* [Records for this task]
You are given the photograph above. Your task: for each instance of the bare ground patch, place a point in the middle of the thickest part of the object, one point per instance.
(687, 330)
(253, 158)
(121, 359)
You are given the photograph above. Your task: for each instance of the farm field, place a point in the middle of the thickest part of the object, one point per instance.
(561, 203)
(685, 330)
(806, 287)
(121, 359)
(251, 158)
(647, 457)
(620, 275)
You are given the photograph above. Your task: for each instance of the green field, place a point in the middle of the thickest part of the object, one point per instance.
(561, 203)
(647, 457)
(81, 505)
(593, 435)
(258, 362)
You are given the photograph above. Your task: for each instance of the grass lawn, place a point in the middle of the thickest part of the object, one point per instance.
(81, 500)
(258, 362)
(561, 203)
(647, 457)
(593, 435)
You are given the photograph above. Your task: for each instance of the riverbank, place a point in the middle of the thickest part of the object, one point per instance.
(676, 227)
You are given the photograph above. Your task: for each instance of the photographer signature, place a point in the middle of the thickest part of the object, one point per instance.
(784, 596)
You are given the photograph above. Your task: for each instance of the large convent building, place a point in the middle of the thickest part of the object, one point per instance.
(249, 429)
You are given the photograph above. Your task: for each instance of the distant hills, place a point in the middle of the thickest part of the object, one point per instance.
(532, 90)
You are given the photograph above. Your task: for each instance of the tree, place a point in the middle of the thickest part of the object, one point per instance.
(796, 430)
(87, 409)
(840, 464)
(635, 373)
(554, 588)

* [What you will do] Without any change, reproduce the data in full.

* [Answer space]
You are given the photograph above. Your task: for each instance of the bare ground patch, place a point in the middle of the thickest part of the object, one point per instance.
(687, 330)
(253, 158)
(121, 359)
You are given the photograph above. Your task: for each instance of the farm field, place a point in the middle of the thickest part of the object, one point per instance.
(561, 203)
(685, 330)
(806, 287)
(121, 359)
(251, 158)
(647, 457)
(620, 275)
You are given the photograph above. Your task: for each instance of the green field, place a point in the middle of the thickest part of the object, one point per instance.
(561, 203)
(647, 457)
(81, 505)
(593, 435)
(258, 362)
You are given the photograph above. Your task: for each instance of the grass lawn, place a point in the middle of the thickest part of the object, one point per instance.
(81, 500)
(258, 362)
(561, 203)
(647, 457)
(593, 435)
You are given the photograph above. Your task: for each instance of the riverbank, place a point in the middle of the thickest part of the object, one point per instance.
(676, 227)
You are given the photograph above. Your task: for each instance of the photographer signature, place a point in the middle of the thickest part of the object, one point per instance.
(784, 596)
You are given the photograph above. Your task: for each instance of the large convent building, place a point in the middle of the thickest part of the object, one point per instance.
(249, 429)
You are given the photograph above. Your task: for each instance of the distant hills, place a point in the middle of the thickest part of the object, one point per instance.
(532, 90)
You are given the photograph above. Your task: for each instance of the tree, place a point in the middle of the thickest part of the object, one point per instance.
(796, 430)
(87, 409)
(840, 464)
(635, 373)
(554, 588)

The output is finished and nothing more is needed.